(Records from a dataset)

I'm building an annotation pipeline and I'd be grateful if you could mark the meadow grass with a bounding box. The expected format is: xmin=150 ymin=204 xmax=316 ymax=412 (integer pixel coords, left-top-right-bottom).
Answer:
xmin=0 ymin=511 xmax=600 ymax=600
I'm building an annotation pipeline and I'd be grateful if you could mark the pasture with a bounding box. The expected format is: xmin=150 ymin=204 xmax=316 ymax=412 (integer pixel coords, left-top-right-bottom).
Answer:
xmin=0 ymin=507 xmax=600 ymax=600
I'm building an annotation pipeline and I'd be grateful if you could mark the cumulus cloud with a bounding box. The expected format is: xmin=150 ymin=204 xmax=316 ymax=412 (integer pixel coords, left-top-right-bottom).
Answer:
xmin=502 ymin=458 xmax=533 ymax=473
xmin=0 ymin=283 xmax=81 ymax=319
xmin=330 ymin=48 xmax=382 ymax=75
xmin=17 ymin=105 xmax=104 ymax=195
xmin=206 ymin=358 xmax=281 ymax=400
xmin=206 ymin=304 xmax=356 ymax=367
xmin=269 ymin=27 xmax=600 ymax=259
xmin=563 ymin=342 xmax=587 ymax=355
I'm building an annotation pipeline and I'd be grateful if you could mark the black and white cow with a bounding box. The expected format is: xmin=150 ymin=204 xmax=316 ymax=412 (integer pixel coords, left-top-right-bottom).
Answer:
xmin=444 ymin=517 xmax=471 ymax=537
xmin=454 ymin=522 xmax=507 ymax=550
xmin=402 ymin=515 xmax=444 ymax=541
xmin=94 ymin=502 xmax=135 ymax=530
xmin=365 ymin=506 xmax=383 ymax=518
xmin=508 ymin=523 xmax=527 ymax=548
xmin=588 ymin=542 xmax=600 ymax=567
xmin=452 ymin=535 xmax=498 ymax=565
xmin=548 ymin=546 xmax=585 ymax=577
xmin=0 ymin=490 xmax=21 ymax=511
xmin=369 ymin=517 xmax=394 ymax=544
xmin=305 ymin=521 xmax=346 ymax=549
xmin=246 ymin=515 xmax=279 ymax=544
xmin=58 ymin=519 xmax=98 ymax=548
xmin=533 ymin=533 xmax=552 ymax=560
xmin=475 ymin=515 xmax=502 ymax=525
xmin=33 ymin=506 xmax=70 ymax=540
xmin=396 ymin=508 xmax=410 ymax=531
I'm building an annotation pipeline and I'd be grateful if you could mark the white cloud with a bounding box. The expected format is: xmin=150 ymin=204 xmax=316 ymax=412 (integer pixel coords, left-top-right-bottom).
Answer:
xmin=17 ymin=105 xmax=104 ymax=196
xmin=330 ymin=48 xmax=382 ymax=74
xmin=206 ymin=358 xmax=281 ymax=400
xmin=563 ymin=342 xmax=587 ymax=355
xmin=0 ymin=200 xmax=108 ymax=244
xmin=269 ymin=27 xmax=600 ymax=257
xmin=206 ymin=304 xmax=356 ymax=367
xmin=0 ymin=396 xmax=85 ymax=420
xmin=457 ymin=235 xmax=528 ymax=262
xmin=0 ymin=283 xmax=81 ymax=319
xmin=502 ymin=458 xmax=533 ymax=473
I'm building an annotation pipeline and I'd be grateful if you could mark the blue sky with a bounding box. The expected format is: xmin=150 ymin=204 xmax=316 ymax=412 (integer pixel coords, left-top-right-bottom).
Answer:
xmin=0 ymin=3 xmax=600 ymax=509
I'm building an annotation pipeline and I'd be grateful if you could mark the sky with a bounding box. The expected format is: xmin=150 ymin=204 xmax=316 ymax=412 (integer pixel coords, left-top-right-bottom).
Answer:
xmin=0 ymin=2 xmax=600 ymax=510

▶ [Direction]: Transcribe verbatim the part of the records that opens with the line containing "mark the black" and closes with the line containing "xmin=533 ymin=533 xmax=552 ymax=560", including both of those lines.

▶ [Answer for this exercise]:
I'm building an annotation pipeline and I'd be grateful if you could mark the black and white cow with a bounding box. The expected format is: xmin=150 ymin=204 xmax=316 ymax=412 (integer pixel coords, left-top-right-bottom).
Answer:
xmin=444 ymin=517 xmax=471 ymax=537
xmin=454 ymin=522 xmax=507 ymax=550
xmin=402 ymin=515 xmax=444 ymax=541
xmin=94 ymin=502 xmax=135 ymax=530
xmin=365 ymin=506 xmax=383 ymax=518
xmin=508 ymin=523 xmax=527 ymax=548
xmin=588 ymin=542 xmax=600 ymax=567
xmin=452 ymin=535 xmax=498 ymax=565
xmin=548 ymin=546 xmax=585 ymax=577
xmin=0 ymin=490 xmax=21 ymax=511
xmin=369 ymin=517 xmax=394 ymax=544
xmin=305 ymin=521 xmax=346 ymax=549
xmin=246 ymin=515 xmax=279 ymax=544
xmin=58 ymin=519 xmax=98 ymax=548
xmin=533 ymin=533 xmax=552 ymax=560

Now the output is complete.